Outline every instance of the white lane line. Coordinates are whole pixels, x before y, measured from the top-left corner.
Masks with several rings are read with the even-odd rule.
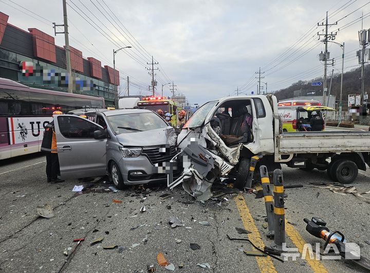
[[[8,173],[8,172],[10,172],[11,171],[14,171],[20,170],[20,169],[23,169],[24,168],[27,168],[28,167],[31,167],[31,166],[34,166],[35,165],[40,164],[41,163],[45,163],[46,162],[46,160],[44,161],[40,161],[40,162],[38,162],[37,163],[33,163],[33,164],[28,165],[27,166],[24,166],[23,167],[21,167],[21,168],[17,168],[16,169],[14,169],[14,170],[10,170],[7,171],[5,171],[4,172],[2,172],[1,173],[0,173],[0,176],[1,176],[2,174],[5,174],[5,173]]]

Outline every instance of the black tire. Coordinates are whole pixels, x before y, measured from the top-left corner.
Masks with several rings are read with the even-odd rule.
[[[244,188],[248,172],[249,171],[250,165],[250,160],[249,158],[243,158],[240,159],[239,162],[239,168],[238,168],[237,173],[236,173],[236,178],[235,182],[234,182],[234,187],[241,190],[243,190],[243,188]]]
[[[338,181],[337,176],[335,173],[335,170],[337,169],[337,163],[338,163],[338,159],[337,160],[331,161],[329,164],[329,167],[328,167],[327,170],[326,170],[329,178],[335,182]]]
[[[342,184],[354,182],[358,174],[358,168],[356,163],[346,159],[340,159],[337,163],[334,171],[338,182]]]
[[[123,189],[125,188],[125,184],[123,182],[123,178],[118,166],[116,162],[112,162],[110,164],[109,173],[112,177],[112,181],[115,187],[118,189]]]

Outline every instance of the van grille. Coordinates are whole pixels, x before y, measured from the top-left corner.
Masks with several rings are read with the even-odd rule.
[[[173,145],[166,148],[165,152],[159,152],[160,149],[165,147],[165,146],[144,147],[143,148],[142,154],[147,157],[153,165],[159,162],[169,162],[176,153],[176,147],[175,145]]]

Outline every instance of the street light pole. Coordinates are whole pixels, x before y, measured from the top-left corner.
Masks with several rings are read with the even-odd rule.
[[[113,85],[114,85],[115,88],[115,106],[117,108],[118,106],[118,92],[117,90],[117,87],[116,85],[116,54],[124,48],[131,48],[132,47],[127,46],[121,48],[117,50],[113,49]]]
[[[171,83],[168,83],[162,85],[162,97],[163,97],[163,87],[165,85],[167,85],[168,84],[171,84]]]

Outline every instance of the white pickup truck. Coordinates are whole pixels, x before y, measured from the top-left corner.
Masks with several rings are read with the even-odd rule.
[[[370,162],[370,132],[283,133],[273,95],[228,96],[207,102],[187,121],[177,143],[184,149],[191,141],[232,165],[228,175],[235,178],[239,188],[245,185],[255,155],[262,155],[259,163],[271,170],[281,163],[308,170],[317,168],[327,170],[331,179],[342,183],[352,182],[358,169],[365,170]]]

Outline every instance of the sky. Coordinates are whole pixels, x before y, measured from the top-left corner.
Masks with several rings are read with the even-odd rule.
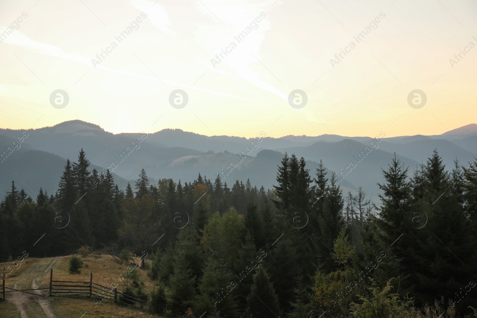
[[[2,0],[0,128],[439,134],[477,122],[476,16],[472,0]]]

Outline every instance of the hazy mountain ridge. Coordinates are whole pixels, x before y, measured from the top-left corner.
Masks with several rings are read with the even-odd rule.
[[[142,142],[138,142],[136,138],[143,135],[141,133],[114,134],[97,125],[77,120],[26,131],[28,138],[19,150],[9,156],[9,163],[6,164],[6,161],[0,164],[2,177],[0,191],[8,191],[11,180],[16,180],[20,183],[19,186],[26,190],[26,187],[21,185],[23,184],[18,180],[23,179],[22,176],[17,173],[17,177],[11,173],[24,171],[27,173],[22,175],[31,181],[23,180],[31,191],[37,192],[41,186],[49,193],[53,193],[66,158],[75,161],[81,148],[84,150],[92,165],[96,165],[99,171],[111,167],[117,176],[116,182],[122,188],[125,187],[126,180],[132,181],[137,178],[142,168],[155,180],[172,178],[176,181],[180,179],[183,182],[194,180],[199,172],[203,176],[214,179],[234,162],[237,167],[224,179],[229,186],[236,179],[245,182],[249,178],[252,185],[271,189],[275,183],[277,165],[286,151],[289,155],[294,153],[305,158],[312,178],[318,163],[322,160],[329,170],[329,177],[332,171],[342,174],[344,178],[340,184],[346,187],[346,191],[363,186],[368,195],[373,196],[378,191],[376,183],[378,180],[382,182],[381,168],[387,166],[394,152],[403,164],[409,166],[411,171],[422,161],[425,161],[435,148],[449,169],[453,166],[456,156],[463,164],[477,155],[476,124],[441,135],[384,138],[362,161],[358,161],[355,156],[369,145],[373,141],[370,137],[287,135],[263,137],[257,140],[260,141],[257,142],[253,138],[207,136],[180,129],[167,129],[146,134]],[[0,129],[1,151],[6,151],[24,131]],[[261,133],[262,136],[266,134],[263,132]],[[260,137],[258,134],[258,137]],[[252,142],[255,142],[255,149],[248,152],[250,148],[247,147]],[[246,159],[233,154],[242,153],[248,154]],[[32,163],[31,158],[35,157],[42,159]],[[356,164],[353,168],[348,167],[352,161]],[[22,165],[29,165],[25,168]]]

## Written task
Rescale the material from the line with "Outline every instance of the sky." to the line with "[[[2,0],[0,128],[439,134],[477,122],[476,16],[472,0]]]", both included, by repeating every line in that span as is, except that each coordinate in the answers is multiplied by 1.5 and rounded to a whole number, with halves rounded up. Leave the picture out.

## Result below
Outline every instance of the sky. Coordinates are whole pixels, x before y, measured from the top-left corner.
Masks with several rings are read with the even-odd rule.
[[[3,0],[0,192],[659,201],[716,183],[714,24],[708,0]]]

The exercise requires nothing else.